> [Required action] Reproduce exactly the line that includes "Target: trailer wheel" and all lines after it, ending with the last line of the data.

> [Data records]
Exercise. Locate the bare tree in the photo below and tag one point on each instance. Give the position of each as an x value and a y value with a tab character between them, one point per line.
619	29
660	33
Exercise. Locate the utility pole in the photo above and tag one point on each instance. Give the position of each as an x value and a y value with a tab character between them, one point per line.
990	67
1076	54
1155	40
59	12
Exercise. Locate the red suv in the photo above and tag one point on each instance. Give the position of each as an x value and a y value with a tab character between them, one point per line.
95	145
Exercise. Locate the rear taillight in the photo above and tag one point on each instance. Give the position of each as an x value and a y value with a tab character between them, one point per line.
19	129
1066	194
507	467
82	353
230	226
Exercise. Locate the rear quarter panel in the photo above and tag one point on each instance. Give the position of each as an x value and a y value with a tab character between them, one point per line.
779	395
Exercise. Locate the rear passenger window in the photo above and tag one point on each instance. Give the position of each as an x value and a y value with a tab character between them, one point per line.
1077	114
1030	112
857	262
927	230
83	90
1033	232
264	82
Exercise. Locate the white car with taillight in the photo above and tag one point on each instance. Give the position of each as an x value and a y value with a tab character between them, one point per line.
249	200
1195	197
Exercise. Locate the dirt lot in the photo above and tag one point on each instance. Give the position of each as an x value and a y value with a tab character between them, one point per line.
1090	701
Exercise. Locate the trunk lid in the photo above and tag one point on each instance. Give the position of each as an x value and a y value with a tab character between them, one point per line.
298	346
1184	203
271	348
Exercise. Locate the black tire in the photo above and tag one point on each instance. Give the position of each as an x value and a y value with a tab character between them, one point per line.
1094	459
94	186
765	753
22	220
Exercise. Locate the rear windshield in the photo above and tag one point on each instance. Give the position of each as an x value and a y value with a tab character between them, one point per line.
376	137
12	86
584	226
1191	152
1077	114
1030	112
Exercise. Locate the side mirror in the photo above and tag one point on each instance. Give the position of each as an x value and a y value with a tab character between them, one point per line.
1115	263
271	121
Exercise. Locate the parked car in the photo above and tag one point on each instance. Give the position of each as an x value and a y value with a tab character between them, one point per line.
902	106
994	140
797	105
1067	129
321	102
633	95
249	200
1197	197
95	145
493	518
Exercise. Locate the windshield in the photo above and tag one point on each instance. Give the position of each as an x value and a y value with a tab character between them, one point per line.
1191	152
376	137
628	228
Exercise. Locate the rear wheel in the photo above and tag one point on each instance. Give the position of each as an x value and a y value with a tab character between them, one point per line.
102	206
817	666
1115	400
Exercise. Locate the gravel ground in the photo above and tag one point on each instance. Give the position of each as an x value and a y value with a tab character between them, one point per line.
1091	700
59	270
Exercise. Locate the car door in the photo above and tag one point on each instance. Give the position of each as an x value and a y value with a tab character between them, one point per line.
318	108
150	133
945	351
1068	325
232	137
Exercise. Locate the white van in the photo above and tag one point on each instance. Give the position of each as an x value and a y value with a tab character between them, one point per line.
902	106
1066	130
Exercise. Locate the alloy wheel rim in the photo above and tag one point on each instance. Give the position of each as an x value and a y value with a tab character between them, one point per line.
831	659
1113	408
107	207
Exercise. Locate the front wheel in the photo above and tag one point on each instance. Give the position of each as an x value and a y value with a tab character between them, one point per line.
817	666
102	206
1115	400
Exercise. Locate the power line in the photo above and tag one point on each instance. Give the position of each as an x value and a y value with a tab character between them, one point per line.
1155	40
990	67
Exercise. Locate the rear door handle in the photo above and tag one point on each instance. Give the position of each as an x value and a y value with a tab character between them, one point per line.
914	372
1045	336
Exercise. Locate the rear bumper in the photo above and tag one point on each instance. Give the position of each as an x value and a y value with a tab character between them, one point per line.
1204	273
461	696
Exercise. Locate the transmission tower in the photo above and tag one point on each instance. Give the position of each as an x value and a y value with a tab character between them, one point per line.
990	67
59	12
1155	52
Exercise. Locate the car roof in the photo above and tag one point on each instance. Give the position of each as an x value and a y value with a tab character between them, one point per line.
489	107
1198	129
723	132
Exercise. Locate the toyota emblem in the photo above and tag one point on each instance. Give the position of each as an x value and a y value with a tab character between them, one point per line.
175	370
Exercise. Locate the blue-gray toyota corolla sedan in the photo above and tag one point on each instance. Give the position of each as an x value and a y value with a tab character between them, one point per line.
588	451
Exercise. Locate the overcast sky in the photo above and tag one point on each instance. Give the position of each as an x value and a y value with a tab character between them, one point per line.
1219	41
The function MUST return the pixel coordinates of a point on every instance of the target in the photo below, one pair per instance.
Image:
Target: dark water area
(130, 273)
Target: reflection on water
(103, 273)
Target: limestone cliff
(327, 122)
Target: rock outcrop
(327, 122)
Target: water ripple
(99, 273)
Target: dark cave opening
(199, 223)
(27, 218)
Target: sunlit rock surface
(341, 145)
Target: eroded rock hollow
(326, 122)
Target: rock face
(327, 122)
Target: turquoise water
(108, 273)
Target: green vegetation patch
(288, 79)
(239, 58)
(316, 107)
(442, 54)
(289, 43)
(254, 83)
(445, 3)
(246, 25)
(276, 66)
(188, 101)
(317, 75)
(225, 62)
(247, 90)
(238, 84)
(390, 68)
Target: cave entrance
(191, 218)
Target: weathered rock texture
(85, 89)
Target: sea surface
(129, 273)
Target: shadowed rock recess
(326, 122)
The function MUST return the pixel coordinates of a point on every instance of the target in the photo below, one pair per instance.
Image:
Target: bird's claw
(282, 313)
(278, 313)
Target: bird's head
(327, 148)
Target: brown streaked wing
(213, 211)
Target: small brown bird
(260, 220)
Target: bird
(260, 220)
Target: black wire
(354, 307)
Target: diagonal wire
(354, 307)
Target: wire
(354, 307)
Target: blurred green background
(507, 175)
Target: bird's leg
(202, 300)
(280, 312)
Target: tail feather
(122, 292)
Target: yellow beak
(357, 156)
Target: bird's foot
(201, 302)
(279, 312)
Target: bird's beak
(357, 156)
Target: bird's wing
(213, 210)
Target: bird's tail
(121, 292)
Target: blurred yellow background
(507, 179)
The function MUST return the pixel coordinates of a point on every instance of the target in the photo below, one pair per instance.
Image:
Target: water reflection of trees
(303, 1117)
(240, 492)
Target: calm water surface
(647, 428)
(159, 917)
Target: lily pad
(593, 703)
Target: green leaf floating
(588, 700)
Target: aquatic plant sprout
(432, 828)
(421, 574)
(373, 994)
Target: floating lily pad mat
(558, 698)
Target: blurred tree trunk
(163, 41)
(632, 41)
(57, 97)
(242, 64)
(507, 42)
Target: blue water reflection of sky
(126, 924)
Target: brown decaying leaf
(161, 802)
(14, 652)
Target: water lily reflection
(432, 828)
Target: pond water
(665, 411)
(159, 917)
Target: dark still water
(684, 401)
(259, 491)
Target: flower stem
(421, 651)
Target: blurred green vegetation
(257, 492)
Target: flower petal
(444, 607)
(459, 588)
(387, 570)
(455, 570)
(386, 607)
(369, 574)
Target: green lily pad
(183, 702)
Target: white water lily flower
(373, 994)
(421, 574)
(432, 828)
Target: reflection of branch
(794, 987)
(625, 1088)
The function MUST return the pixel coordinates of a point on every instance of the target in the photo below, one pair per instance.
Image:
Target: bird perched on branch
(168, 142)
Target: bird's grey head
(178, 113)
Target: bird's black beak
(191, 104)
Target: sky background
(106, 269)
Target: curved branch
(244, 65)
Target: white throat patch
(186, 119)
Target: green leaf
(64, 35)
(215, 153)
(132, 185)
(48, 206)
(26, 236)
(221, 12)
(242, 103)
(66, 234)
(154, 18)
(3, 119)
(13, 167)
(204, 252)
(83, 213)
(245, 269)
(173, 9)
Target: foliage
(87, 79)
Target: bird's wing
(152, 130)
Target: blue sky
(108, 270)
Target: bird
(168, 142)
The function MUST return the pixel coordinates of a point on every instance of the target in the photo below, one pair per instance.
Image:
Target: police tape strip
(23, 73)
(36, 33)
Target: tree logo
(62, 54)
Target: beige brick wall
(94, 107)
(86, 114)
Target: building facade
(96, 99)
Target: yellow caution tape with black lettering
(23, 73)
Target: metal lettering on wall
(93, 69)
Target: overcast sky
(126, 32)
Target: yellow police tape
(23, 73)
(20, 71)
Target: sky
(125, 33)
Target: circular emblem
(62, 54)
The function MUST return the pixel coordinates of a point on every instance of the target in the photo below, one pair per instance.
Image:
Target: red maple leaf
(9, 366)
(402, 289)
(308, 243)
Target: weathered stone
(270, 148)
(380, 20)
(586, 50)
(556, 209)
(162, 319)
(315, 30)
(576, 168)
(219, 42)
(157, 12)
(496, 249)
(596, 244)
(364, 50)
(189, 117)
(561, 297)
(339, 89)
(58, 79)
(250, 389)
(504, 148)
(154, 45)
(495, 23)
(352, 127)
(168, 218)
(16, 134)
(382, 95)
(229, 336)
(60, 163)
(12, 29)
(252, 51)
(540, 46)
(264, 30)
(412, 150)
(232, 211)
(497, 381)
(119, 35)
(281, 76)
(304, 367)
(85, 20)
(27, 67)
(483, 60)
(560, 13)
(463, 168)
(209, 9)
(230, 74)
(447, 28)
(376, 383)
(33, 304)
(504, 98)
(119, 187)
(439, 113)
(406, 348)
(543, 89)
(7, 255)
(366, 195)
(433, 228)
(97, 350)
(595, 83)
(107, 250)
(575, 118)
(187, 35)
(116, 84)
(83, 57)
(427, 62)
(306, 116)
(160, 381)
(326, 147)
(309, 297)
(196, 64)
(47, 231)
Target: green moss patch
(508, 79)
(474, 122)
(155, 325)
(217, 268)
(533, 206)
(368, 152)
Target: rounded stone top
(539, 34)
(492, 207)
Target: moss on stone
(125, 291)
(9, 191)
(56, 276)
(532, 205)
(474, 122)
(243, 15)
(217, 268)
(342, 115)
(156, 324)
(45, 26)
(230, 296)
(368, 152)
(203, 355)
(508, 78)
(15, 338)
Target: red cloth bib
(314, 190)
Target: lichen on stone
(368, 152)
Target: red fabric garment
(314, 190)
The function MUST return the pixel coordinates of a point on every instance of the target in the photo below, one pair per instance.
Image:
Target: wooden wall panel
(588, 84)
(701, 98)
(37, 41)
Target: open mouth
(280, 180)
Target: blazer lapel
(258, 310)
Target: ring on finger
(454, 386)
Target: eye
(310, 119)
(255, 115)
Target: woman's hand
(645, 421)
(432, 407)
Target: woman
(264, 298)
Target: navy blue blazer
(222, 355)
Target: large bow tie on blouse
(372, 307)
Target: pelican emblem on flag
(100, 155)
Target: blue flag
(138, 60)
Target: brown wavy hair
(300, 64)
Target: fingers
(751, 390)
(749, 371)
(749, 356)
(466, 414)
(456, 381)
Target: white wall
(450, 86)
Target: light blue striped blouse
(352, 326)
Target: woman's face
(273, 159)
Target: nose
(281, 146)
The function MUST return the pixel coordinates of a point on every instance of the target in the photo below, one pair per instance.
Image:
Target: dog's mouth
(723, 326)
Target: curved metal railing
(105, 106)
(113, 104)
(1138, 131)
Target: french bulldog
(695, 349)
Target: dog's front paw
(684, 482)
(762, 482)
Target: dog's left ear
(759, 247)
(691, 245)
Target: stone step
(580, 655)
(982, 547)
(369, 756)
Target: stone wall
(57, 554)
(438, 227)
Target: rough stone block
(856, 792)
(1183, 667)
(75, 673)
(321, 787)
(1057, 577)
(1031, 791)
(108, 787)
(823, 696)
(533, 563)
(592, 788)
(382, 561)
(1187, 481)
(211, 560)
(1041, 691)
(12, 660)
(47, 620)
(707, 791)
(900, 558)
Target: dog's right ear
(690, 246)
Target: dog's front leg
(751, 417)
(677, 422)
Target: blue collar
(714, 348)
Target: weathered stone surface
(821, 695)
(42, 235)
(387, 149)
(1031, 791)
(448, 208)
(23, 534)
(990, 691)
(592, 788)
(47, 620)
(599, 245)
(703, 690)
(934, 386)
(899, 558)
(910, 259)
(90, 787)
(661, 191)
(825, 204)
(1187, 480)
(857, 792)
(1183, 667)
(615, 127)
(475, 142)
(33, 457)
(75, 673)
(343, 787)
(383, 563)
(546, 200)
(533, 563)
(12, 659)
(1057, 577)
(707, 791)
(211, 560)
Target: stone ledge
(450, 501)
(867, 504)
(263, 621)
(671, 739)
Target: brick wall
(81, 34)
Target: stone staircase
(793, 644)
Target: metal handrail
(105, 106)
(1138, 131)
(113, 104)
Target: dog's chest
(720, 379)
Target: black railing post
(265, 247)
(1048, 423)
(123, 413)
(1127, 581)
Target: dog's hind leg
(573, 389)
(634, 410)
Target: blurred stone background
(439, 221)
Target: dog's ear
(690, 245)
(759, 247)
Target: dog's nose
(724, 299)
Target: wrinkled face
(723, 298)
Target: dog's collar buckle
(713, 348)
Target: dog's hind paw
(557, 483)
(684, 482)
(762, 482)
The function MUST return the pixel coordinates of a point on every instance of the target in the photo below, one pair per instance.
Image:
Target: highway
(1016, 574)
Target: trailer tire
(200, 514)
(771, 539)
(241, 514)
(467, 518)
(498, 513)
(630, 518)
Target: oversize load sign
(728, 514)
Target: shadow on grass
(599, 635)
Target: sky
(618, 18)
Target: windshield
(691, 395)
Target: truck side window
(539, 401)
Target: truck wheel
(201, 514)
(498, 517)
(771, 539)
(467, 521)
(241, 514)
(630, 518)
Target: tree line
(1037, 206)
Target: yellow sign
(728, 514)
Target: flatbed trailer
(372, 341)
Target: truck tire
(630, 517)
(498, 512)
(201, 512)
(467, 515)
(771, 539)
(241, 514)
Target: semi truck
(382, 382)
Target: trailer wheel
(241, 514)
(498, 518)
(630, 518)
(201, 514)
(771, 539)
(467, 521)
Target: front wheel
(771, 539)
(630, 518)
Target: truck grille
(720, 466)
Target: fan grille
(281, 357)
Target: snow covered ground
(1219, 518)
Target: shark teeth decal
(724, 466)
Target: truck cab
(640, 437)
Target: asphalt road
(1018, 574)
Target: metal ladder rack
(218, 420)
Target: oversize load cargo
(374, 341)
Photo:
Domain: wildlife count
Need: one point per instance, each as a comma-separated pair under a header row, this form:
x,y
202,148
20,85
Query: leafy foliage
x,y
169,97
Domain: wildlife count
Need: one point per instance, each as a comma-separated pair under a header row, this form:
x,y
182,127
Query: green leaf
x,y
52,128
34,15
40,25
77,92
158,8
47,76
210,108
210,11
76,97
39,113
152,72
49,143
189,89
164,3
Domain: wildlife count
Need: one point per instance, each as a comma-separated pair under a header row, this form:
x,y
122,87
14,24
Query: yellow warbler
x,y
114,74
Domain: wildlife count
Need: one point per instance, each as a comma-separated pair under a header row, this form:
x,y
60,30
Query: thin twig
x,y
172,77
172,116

> [Written answer]
Target: trailer wheel
(241, 514)
(498, 518)
(630, 518)
(201, 514)
(771, 539)
(467, 521)
Target: front wheel
(771, 539)
(630, 518)
Target: truck grille
(720, 466)
Target: fan grille
(281, 357)
Target: snow covered ground
(1219, 518)
Target: shark teeth decal
(724, 466)
Target: truck cab
(640, 437)
Target: asphalt road
(1018, 574)
Target: metal ladder rack
(218, 420)
Target: oversize load cargo
(374, 341)
Photo:
Domain: wildlife count
Need: one point per instance, each as a comma-separated pair under a header row, this form:
x,y
202,148
20,85
Query: leafy foliage
x,y
169,97
Domain: wildlife count
Need: one point per instance, each as a comma-separated pair under a header row, this form:
x,y
182,127
Query: green leaf
x,y
52,128
34,15
40,25
77,92
158,8
47,76
210,108
210,11
76,97
39,113
152,72
49,143
189,89
164,3
Domain: wildlife count
Need: one point per instance, each as a comma-separated pair under a header row, this form:
x,y
122,87
14,24
Query: yellow warbler
x,y
114,74
Domain: wildlife count
Need: one point per instance, each as a comma-separated pair under a header row, this form:
x,y
60,30
Query: thin twig
x,y
172,77
172,116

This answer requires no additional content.